[EXERCISE DESCRIPTION]:
Extract each line of the data below exactly as written.

○ ○ ○ ○ ○

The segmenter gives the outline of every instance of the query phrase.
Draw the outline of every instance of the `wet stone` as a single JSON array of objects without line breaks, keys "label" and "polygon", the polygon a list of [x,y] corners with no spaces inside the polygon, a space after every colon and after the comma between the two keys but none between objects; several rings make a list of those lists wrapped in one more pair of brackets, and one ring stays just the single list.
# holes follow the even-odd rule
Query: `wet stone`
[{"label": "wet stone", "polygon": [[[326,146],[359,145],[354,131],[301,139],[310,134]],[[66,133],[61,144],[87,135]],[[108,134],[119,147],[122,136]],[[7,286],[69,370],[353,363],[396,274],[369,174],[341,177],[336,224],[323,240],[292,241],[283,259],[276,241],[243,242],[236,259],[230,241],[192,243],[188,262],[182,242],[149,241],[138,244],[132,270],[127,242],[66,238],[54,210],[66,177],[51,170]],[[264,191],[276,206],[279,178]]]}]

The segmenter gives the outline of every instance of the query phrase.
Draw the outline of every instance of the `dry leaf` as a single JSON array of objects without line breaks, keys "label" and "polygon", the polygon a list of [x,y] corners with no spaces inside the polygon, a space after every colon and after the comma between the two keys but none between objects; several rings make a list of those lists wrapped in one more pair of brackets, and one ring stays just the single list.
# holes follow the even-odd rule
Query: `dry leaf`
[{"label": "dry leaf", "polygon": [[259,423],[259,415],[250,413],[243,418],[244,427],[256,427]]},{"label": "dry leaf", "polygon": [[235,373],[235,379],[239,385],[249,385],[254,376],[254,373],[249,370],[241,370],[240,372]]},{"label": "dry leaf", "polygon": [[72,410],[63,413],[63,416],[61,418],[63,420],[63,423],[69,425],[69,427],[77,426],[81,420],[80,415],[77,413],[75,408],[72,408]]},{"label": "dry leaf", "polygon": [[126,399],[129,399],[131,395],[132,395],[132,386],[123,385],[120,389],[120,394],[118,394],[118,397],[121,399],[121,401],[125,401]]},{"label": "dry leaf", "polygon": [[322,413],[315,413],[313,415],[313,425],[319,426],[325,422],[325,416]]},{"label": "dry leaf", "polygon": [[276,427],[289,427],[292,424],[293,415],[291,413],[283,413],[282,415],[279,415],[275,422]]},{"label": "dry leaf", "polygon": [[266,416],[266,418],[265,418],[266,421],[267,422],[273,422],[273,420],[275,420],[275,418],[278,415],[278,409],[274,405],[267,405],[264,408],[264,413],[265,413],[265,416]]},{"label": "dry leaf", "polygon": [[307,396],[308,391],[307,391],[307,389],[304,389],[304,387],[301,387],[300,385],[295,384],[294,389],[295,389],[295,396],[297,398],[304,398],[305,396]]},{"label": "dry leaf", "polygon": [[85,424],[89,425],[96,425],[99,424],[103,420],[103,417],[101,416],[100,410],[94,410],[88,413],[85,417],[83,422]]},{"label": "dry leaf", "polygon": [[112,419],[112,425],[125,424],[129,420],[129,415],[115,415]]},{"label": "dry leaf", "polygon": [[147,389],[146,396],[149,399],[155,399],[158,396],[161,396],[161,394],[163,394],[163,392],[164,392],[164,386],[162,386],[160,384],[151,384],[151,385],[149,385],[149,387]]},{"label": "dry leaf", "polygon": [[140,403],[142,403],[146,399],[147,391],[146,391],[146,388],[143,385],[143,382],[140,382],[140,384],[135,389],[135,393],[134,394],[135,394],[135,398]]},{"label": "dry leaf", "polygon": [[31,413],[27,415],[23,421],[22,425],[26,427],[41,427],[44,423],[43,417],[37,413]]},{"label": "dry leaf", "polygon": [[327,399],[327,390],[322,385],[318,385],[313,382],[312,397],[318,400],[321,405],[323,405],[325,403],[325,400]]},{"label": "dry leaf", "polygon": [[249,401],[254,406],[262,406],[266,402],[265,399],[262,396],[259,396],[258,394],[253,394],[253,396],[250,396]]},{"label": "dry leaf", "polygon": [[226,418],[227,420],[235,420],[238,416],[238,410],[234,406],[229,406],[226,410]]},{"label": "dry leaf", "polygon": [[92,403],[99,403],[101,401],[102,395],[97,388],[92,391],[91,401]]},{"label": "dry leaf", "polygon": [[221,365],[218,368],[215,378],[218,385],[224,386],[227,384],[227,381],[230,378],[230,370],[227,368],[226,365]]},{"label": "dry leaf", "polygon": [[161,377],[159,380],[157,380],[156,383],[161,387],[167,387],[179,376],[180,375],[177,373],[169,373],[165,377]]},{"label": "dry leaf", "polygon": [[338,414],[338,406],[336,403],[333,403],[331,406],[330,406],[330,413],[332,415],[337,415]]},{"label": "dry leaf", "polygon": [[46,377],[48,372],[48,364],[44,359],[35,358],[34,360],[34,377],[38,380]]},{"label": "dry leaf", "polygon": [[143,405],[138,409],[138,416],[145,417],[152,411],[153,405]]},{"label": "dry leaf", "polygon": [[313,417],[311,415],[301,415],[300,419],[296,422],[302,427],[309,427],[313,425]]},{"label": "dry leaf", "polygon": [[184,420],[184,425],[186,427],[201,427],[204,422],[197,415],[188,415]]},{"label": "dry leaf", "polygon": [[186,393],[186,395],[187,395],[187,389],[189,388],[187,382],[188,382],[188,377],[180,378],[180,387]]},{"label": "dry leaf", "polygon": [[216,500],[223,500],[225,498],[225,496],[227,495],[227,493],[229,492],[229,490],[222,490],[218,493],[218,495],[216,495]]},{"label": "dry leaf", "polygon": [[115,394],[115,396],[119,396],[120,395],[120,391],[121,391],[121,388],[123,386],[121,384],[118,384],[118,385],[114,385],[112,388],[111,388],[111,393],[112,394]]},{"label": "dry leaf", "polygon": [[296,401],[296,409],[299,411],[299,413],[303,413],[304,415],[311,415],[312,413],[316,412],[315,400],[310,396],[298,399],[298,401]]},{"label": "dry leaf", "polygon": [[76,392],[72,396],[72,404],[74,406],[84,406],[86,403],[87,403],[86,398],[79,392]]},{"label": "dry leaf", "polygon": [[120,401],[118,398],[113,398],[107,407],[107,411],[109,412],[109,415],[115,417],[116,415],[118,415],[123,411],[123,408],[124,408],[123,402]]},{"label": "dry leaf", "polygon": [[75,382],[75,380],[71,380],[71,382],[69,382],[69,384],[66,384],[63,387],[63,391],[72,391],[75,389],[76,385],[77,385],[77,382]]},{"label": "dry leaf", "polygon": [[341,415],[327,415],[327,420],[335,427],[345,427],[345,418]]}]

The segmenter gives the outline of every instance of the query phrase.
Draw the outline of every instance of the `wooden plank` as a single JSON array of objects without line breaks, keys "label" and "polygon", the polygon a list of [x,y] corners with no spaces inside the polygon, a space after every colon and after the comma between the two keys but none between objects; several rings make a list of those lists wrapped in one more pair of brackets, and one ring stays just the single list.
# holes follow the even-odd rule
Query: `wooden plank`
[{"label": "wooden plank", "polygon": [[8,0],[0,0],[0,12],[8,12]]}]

○ ○ ○ ○ ○

[ANSWER TO THIS EXERCISE]:
The segmenter gives the outline of every instance of the query phrase.
Draw the outline of every instance of the `wet stone` as a single JSON array of objects without line breaks, keys "label" and "polygon", the polygon a list of [x,y] corners with no spaces inside the polygon, a space after every colon and after the comma between the two keys but none between objects; several rings make a list of those lists wrapped in one more pair of brackets, and one ring stays just the single list.
# holes follow the even-odd rule
Query: `wet stone`
[{"label": "wet stone", "polygon": [[[326,146],[359,145],[354,131],[301,139],[310,134]],[[66,133],[61,144],[87,135]],[[108,134],[119,147],[122,136]],[[7,286],[69,370],[353,363],[396,274],[369,174],[341,177],[336,224],[323,240],[292,241],[283,259],[276,241],[243,242],[236,259],[230,241],[192,243],[188,262],[182,242],[149,241],[138,244],[132,270],[127,242],[66,238],[54,210],[66,177],[51,170]],[[264,191],[276,206],[279,178]]]}]

The segmenter gives the outline of every instance of the query phrase.
Draw the outline of every instance of the `dry leaf` as a single JSON array of objects without line breaks, keys "label" and "polygon", the polygon a list of [x,y] corners with no spaces inside the polygon, a space after every colon and after the comma between the two keys but none between objects; several rings make a list of those lists wrapped in one more pair of brackets, and one ring stays just the single list.
# holes follow the even-odd rule
Query: `dry leaf`
[{"label": "dry leaf", "polygon": [[259,423],[259,415],[250,413],[243,418],[244,427],[256,427]]},{"label": "dry leaf", "polygon": [[235,373],[235,379],[239,385],[249,385],[254,376],[254,373],[249,370],[241,370],[240,372]]},{"label": "dry leaf", "polygon": [[72,410],[63,413],[63,416],[61,418],[63,420],[63,423],[69,425],[69,427],[77,426],[81,420],[80,415],[77,413],[75,408],[72,408]]},{"label": "dry leaf", "polygon": [[126,399],[129,399],[131,395],[132,395],[132,386],[123,385],[120,389],[120,394],[118,394],[118,397],[121,399],[121,401],[125,401]]},{"label": "dry leaf", "polygon": [[322,413],[315,413],[313,415],[313,425],[319,426],[325,422],[325,416]]},{"label": "dry leaf", "polygon": [[276,427],[289,427],[292,424],[293,415],[291,413],[283,413],[282,415],[279,415],[275,422]]},{"label": "dry leaf", "polygon": [[266,416],[266,418],[265,418],[266,421],[267,422],[273,422],[273,420],[275,420],[275,418],[278,415],[278,409],[274,405],[267,405],[264,408],[264,413],[265,413],[265,416]]},{"label": "dry leaf", "polygon": [[307,396],[308,391],[307,391],[307,389],[304,389],[304,387],[301,387],[300,385],[295,384],[294,389],[295,389],[295,396],[297,398],[304,398],[305,396]]},{"label": "dry leaf", "polygon": [[85,424],[89,425],[96,425],[99,424],[103,420],[103,417],[101,416],[100,410],[94,410],[88,413],[85,417],[83,422]]},{"label": "dry leaf", "polygon": [[112,419],[112,425],[125,424],[129,420],[129,415],[115,415]]},{"label": "dry leaf", "polygon": [[147,389],[146,396],[149,399],[155,399],[158,396],[161,396],[161,394],[163,394],[163,392],[164,392],[164,386],[162,386],[160,384],[151,384],[151,385],[149,385],[149,387]]},{"label": "dry leaf", "polygon": [[140,403],[142,403],[146,399],[147,391],[146,391],[146,388],[143,385],[143,382],[140,382],[140,384],[135,389],[135,393],[134,394],[135,394],[135,398]]},{"label": "dry leaf", "polygon": [[31,413],[27,415],[23,421],[22,425],[26,427],[41,427],[44,423],[43,417],[37,413]]},{"label": "dry leaf", "polygon": [[327,399],[327,390],[322,385],[318,385],[313,382],[312,397],[318,400],[321,405],[323,405],[325,403],[325,400]]},{"label": "dry leaf", "polygon": [[249,401],[254,406],[262,406],[266,402],[265,399],[262,396],[259,396],[258,394],[253,394],[253,396],[250,396]]},{"label": "dry leaf", "polygon": [[226,418],[227,420],[235,420],[238,416],[238,410],[234,406],[229,406],[226,410]]},{"label": "dry leaf", "polygon": [[92,403],[99,403],[101,401],[102,395],[97,388],[92,391],[91,401]]},{"label": "dry leaf", "polygon": [[221,365],[218,368],[215,378],[218,385],[224,386],[227,384],[227,381],[230,378],[230,370],[227,368],[226,365]]},{"label": "dry leaf", "polygon": [[161,377],[159,380],[157,380],[156,383],[161,387],[167,387],[179,376],[180,375],[177,373],[169,373],[165,377]]},{"label": "dry leaf", "polygon": [[338,414],[338,406],[336,403],[333,403],[331,406],[330,406],[330,413],[332,415],[337,415]]},{"label": "dry leaf", "polygon": [[46,377],[48,372],[48,364],[44,359],[35,358],[34,360],[34,377],[38,380]]},{"label": "dry leaf", "polygon": [[143,405],[138,409],[138,416],[145,417],[152,411],[153,405]]},{"label": "dry leaf", "polygon": [[313,417],[311,415],[301,415],[300,419],[296,422],[302,427],[309,427],[313,425]]},{"label": "dry leaf", "polygon": [[184,420],[184,425],[186,427],[201,427],[204,422],[197,415],[188,415]]},{"label": "dry leaf", "polygon": [[186,393],[186,395],[187,395],[187,389],[189,388],[187,382],[188,382],[188,377],[180,378],[180,387]]},{"label": "dry leaf", "polygon": [[216,500],[223,500],[225,498],[225,496],[227,495],[227,493],[229,492],[229,490],[222,490],[218,493],[218,495],[216,495]]},{"label": "dry leaf", "polygon": [[115,394],[115,396],[119,396],[120,395],[120,391],[121,391],[121,388],[123,386],[121,384],[118,384],[118,385],[114,385],[112,388],[111,388],[111,393],[112,394]]},{"label": "dry leaf", "polygon": [[296,401],[296,409],[299,411],[299,413],[303,413],[304,415],[311,415],[312,413],[316,412],[315,400],[310,396],[298,399],[298,401]]},{"label": "dry leaf", "polygon": [[76,392],[72,396],[72,404],[74,406],[84,406],[86,403],[87,403],[86,398],[79,392]]},{"label": "dry leaf", "polygon": [[120,401],[118,398],[113,398],[107,407],[107,411],[109,412],[109,415],[115,417],[116,415],[118,415],[123,411],[123,408],[124,408],[123,402]]},{"label": "dry leaf", "polygon": [[75,382],[75,380],[71,380],[71,382],[69,382],[69,384],[66,384],[63,387],[63,391],[72,391],[75,389],[76,385],[77,385],[77,382]]},{"label": "dry leaf", "polygon": [[341,415],[327,415],[327,420],[335,427],[345,427],[345,418]]}]

The segmenter gives the outline of every instance of the query phrase.
Draw the outline of every instance of the `wooden plank` as a single JSON array of objects without line breaks, keys "label" and "polygon", the polygon a list of [x,y] corners with no spaces inside the polygon, a space after every colon and after the comma between the two keys but none between objects; several rings make a list of those lists wrapped in one more pair of brackets, and one ring stays just the single list.
# holes follow the even-odd rule
Query: `wooden plank`
[{"label": "wooden plank", "polygon": [[8,0],[0,0],[0,12],[8,12]]}]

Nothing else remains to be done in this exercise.